____ Recorded data

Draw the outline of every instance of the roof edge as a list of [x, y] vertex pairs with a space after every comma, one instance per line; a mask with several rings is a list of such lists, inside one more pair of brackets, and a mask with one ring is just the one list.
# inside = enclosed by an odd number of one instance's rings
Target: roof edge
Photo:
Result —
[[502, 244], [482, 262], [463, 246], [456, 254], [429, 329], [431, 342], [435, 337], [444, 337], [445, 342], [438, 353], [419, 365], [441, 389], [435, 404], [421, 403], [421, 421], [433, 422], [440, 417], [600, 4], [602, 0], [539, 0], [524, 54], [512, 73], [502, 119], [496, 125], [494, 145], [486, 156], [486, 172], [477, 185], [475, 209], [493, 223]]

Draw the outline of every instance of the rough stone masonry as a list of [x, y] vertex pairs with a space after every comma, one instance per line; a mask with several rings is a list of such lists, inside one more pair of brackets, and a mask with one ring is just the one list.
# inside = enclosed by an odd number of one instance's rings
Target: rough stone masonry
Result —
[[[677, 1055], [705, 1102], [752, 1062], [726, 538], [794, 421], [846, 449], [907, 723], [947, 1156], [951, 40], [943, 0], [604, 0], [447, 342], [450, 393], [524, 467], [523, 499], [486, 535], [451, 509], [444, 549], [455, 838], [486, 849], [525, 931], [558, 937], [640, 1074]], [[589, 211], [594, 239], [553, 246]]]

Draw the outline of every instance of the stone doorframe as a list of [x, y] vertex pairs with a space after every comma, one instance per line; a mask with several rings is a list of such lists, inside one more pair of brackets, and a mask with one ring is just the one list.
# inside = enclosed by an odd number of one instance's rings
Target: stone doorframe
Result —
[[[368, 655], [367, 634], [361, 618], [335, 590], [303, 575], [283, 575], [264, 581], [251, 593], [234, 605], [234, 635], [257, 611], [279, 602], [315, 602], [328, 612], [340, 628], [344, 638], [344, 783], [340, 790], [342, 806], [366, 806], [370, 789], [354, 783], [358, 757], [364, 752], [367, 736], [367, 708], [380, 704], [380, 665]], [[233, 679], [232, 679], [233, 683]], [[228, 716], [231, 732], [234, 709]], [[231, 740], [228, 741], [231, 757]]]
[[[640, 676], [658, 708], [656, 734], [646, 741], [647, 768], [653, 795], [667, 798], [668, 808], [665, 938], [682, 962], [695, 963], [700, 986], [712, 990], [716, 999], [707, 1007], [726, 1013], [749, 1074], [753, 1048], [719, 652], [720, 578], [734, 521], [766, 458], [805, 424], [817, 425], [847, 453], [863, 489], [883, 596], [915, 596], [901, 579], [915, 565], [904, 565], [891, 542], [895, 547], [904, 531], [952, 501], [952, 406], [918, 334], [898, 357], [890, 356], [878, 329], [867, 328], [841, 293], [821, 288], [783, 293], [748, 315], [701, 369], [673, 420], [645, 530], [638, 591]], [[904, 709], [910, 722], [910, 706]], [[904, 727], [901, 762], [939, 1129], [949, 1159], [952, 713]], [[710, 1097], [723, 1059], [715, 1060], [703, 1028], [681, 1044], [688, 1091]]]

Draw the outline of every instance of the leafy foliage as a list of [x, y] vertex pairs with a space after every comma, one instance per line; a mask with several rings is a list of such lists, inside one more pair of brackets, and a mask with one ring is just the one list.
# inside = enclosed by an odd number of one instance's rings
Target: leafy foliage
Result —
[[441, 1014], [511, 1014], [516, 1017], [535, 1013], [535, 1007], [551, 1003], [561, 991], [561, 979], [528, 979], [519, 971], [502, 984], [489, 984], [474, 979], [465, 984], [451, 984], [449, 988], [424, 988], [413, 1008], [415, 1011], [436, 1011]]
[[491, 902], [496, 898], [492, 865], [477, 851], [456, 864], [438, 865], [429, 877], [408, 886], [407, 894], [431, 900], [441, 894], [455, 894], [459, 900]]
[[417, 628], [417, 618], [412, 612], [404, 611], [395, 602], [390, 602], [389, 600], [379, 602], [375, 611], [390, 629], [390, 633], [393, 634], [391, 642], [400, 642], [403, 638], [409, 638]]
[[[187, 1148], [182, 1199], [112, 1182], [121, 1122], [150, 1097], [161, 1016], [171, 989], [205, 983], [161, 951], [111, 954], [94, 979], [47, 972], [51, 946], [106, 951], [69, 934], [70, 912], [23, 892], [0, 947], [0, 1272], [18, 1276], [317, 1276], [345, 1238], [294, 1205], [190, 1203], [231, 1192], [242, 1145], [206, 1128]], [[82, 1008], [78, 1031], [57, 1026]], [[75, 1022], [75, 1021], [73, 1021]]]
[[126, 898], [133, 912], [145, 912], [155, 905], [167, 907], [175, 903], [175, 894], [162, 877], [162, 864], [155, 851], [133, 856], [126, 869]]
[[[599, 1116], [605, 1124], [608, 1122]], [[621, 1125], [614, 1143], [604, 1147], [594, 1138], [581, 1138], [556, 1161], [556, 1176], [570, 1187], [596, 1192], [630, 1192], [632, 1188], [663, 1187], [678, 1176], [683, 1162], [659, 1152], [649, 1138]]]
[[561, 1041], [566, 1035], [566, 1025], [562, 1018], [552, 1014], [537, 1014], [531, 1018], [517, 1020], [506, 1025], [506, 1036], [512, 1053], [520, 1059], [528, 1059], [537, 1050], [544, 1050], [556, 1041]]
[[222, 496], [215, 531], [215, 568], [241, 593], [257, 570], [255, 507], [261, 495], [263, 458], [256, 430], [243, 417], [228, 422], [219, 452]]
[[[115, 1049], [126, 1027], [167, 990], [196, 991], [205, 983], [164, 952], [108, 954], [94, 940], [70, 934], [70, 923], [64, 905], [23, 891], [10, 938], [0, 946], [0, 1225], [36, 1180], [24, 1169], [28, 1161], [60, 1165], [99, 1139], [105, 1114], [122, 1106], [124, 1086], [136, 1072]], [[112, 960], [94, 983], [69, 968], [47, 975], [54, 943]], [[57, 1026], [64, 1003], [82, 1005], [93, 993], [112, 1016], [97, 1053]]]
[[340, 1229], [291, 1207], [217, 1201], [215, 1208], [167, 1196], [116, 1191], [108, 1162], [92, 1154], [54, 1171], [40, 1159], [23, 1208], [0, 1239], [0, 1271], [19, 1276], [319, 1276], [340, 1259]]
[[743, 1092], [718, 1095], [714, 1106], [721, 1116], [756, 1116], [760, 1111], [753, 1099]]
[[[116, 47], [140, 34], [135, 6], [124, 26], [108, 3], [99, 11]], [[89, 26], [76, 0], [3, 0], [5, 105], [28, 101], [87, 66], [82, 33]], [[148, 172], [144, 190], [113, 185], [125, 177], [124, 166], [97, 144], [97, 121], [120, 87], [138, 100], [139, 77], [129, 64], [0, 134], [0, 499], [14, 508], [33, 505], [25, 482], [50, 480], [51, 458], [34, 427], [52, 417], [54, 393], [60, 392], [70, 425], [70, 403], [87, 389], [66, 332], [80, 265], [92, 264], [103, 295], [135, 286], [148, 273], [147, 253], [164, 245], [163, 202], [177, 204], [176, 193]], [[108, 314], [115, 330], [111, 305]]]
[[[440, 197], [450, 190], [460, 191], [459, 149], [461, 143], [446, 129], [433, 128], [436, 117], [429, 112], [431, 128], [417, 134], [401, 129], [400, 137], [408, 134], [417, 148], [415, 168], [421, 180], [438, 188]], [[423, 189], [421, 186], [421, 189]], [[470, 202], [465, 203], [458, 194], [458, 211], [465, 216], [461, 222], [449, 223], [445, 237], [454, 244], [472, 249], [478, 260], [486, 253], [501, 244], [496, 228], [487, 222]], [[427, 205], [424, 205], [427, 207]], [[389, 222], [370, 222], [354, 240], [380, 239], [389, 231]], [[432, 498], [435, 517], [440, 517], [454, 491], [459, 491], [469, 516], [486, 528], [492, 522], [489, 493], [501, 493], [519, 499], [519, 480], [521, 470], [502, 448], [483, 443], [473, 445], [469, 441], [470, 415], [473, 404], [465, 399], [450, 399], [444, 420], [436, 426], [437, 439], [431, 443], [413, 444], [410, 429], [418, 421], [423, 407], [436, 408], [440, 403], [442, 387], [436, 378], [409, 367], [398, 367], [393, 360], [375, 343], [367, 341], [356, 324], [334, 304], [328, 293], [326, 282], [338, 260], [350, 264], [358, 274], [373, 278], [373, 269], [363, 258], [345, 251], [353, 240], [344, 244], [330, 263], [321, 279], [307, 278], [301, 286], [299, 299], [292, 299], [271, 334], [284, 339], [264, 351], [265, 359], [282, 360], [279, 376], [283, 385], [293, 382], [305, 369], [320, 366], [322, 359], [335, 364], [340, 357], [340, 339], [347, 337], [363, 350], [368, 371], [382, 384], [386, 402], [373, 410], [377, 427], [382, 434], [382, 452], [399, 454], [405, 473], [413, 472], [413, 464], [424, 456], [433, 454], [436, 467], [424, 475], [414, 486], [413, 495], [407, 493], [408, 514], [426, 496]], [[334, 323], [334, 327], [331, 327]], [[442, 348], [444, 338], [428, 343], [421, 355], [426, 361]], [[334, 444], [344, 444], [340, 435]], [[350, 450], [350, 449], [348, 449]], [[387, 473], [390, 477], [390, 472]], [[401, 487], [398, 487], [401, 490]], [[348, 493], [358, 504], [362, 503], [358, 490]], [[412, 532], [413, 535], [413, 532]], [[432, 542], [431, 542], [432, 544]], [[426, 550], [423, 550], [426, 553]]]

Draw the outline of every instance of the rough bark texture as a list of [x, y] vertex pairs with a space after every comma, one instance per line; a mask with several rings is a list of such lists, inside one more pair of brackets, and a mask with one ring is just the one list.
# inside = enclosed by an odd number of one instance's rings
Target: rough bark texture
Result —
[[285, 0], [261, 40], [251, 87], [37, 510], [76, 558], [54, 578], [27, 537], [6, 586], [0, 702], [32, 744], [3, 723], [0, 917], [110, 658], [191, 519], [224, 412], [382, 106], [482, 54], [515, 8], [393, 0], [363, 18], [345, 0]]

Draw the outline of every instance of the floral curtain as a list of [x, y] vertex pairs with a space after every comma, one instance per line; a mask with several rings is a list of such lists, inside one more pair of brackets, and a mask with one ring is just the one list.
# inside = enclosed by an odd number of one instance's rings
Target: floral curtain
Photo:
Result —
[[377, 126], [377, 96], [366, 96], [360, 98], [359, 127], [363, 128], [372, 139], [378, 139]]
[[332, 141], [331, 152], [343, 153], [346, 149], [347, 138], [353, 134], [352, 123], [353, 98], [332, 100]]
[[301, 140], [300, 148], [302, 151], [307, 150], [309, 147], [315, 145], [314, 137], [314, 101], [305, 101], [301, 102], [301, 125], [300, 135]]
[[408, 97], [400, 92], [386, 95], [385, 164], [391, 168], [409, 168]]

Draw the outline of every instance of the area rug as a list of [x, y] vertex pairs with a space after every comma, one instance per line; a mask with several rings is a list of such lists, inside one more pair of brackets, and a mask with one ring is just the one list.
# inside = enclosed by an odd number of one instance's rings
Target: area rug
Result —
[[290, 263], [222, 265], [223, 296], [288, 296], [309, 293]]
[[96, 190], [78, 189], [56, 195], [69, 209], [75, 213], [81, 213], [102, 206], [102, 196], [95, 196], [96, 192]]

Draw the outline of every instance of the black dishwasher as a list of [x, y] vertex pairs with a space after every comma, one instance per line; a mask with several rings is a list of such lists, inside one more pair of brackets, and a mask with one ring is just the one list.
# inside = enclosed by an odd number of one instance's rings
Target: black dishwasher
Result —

________

_Stated task_: Lay out the lines starting at the one containing "Draw the outline of every instance of the floral" and ending at the one containing "125], [300, 135]]" as a JSON list of strings, one string per line, leaving out any blank lines. Include both of those lines and nothing outside that range.

_Written solution_:
[
  "Draw the outline of every instance of the floral curtain as a list of [x, y] vertex pairs with a space after every comma, one instance per line; a mask with several rings is a list of such lists, inside one more pair of brackets, and a mask with one ring is just the one list.",
  "# inside = enclosed by an odd number of one instance's rings",
  "Target: floral curtain",
  "Photo:",
  "Result —",
  "[[377, 126], [377, 96], [366, 96], [360, 98], [359, 127], [363, 128], [372, 139], [378, 139]]",
  "[[332, 141], [331, 152], [343, 153], [346, 149], [347, 138], [353, 134], [352, 123], [353, 98], [332, 100]]",
  "[[301, 140], [300, 148], [302, 151], [307, 150], [309, 147], [315, 145], [314, 137], [314, 101], [305, 101], [301, 102], [301, 125], [300, 135]]"
]